-- START OF DATA ENTRIES --

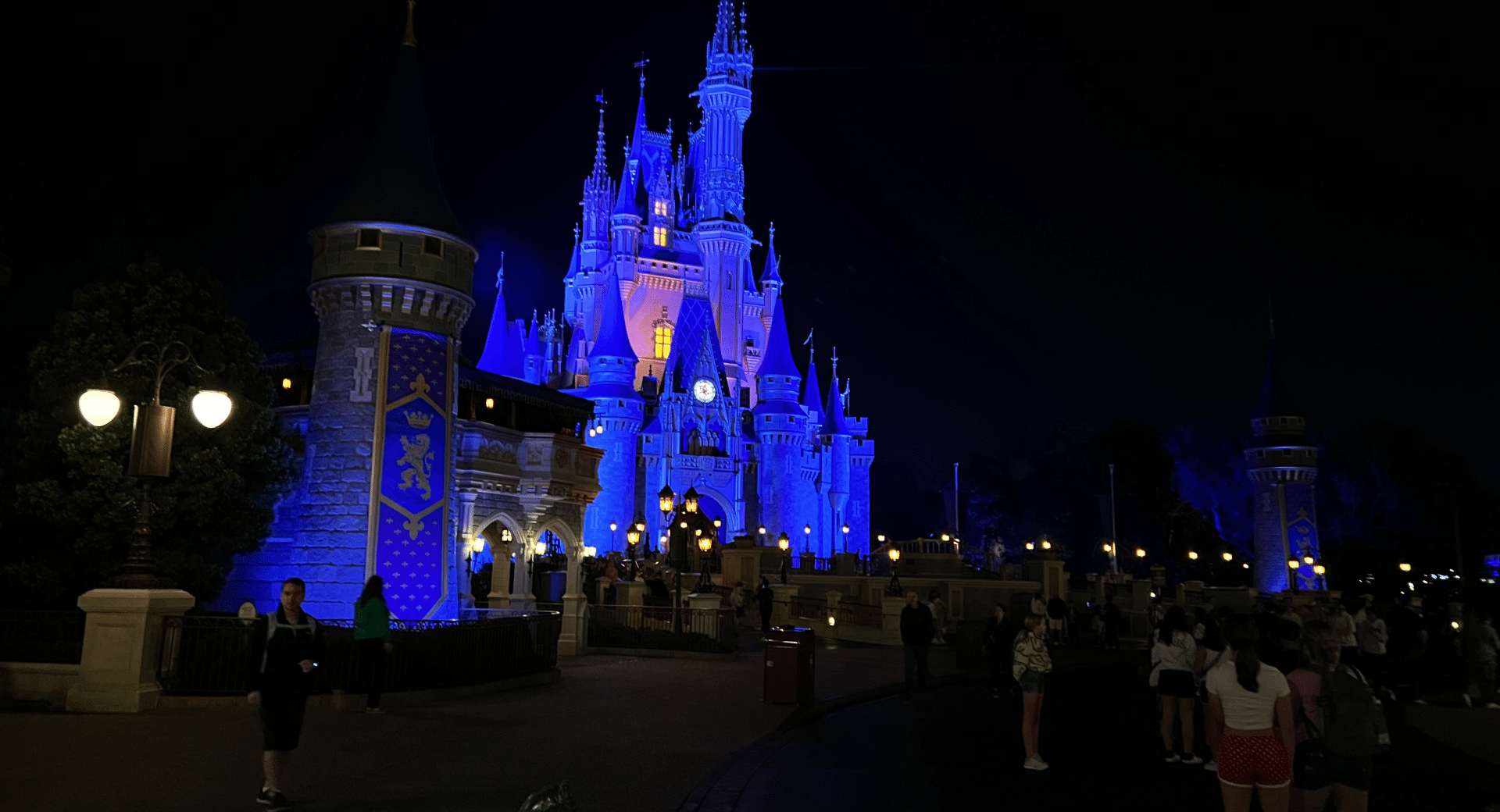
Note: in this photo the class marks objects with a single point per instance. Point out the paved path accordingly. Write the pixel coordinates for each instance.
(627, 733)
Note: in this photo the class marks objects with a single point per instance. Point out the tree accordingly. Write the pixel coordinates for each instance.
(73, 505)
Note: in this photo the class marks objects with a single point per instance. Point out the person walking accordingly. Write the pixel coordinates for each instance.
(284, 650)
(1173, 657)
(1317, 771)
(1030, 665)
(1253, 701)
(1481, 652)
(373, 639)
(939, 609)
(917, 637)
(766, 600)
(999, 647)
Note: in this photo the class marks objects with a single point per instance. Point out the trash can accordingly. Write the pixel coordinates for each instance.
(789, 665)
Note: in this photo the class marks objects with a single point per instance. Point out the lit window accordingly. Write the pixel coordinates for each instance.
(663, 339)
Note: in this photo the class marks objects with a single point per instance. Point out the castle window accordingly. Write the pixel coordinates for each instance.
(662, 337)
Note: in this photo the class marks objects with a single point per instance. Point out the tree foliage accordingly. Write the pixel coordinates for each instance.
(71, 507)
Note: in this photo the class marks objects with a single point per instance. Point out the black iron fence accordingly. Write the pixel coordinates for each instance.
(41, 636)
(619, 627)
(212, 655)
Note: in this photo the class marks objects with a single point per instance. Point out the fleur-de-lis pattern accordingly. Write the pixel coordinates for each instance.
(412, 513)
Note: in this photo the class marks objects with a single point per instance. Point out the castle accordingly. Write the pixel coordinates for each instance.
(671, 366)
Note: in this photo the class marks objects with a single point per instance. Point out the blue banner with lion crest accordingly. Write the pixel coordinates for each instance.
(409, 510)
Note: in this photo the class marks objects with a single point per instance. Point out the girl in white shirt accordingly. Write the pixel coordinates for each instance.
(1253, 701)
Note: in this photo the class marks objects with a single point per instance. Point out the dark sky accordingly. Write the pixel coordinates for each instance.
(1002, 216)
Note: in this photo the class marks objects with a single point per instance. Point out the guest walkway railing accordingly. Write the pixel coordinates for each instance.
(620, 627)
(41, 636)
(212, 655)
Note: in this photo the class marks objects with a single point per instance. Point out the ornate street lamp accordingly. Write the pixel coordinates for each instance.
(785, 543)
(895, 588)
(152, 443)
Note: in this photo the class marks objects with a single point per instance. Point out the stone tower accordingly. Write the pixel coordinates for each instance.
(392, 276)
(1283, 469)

-- END OF DATA ENTRIES --

▶ [DIRECTIONS FOR THIS TASK]: Please copy out every item above word for word, leaving out the pictures.

▶ [PROBLEM SOLUTION]:
Note: in this photo the class marks objects with a single point per instance. Point out the paved path accordingly. Write the pixel coordinates for each instance.
(627, 733)
Note: in this photo the class marks objects with a single point per instance. Point out the tree accordingly. Write the pixel coordinates for each instance.
(73, 505)
Note: in this photo the class marks objects with a single point per instance. Point out the person walking accordingly. Write the pixel coordinates for each instance.
(284, 650)
(1173, 657)
(1317, 771)
(1030, 665)
(1253, 701)
(1481, 652)
(373, 639)
(939, 609)
(917, 637)
(766, 600)
(999, 647)
Note: in this photo the class marks objects with a single point per instance. Point out the trash can accordingly. Write the pixel coordinates for each instance.
(789, 665)
Note: in this photo the class marks objects with a single point per instance. Point out the lit window accordingly. Write the pixel coordinates for each instance.
(663, 339)
Note: in this photo the class marks objects with a single point per instance. Point out the castle window accordingly. Write the pixel coordinates for each instance.
(662, 337)
Note: in this photo the class marks objects with a single point per instance. Point out the tree foliage accordingly. Write the pixel coordinates for each instance.
(71, 507)
Note: in this photo the class marks objects with a single point per instance. Point out the black iron fence accordingly. Write the pixel coordinates for each instance.
(41, 636)
(619, 627)
(212, 655)
Note: in this photo the class marks objects with a single point per instance. Point out the fleur-de-lis pattern accordingly. Write the pixel coordinates for each instance.
(412, 513)
Note: in this photo the class marks objects with a single point per instance. Point out the castle accordingly. Write the pixel coordinates for each instance.
(671, 366)
Note: in this photo the class marks objects with a single point per instance. Point out the blue banner with lion crest accordingly. Write the pixel coordinates for each instance.
(409, 510)
Note: in this photo the class marks objects with a single point per instance. Point out the girl in white shirt accordingly. Write the pixel coordinates for each instance.
(1253, 701)
Note: in this photo the class marks objects with a single point per instance. Point out the dark sky accordingly. Write the pixel coordinates for each instance.
(1002, 216)
Note: in this photo the class marks objects with a single point per instance. Point out the guest walkway railing accordingly. Write the pixel coordinates for each instance.
(620, 627)
(41, 636)
(212, 655)
Note: in this photo the class marks objects with a single point per instance. Point out the ornate street lamp accordingly. Write the pixel coordinates for each instance.
(785, 543)
(895, 588)
(152, 443)
Note: in this photo the class marks objects with a single point per instance. Point out the stone tower accordingly. Write the pixel coordinates for each instance.
(392, 276)
(1283, 469)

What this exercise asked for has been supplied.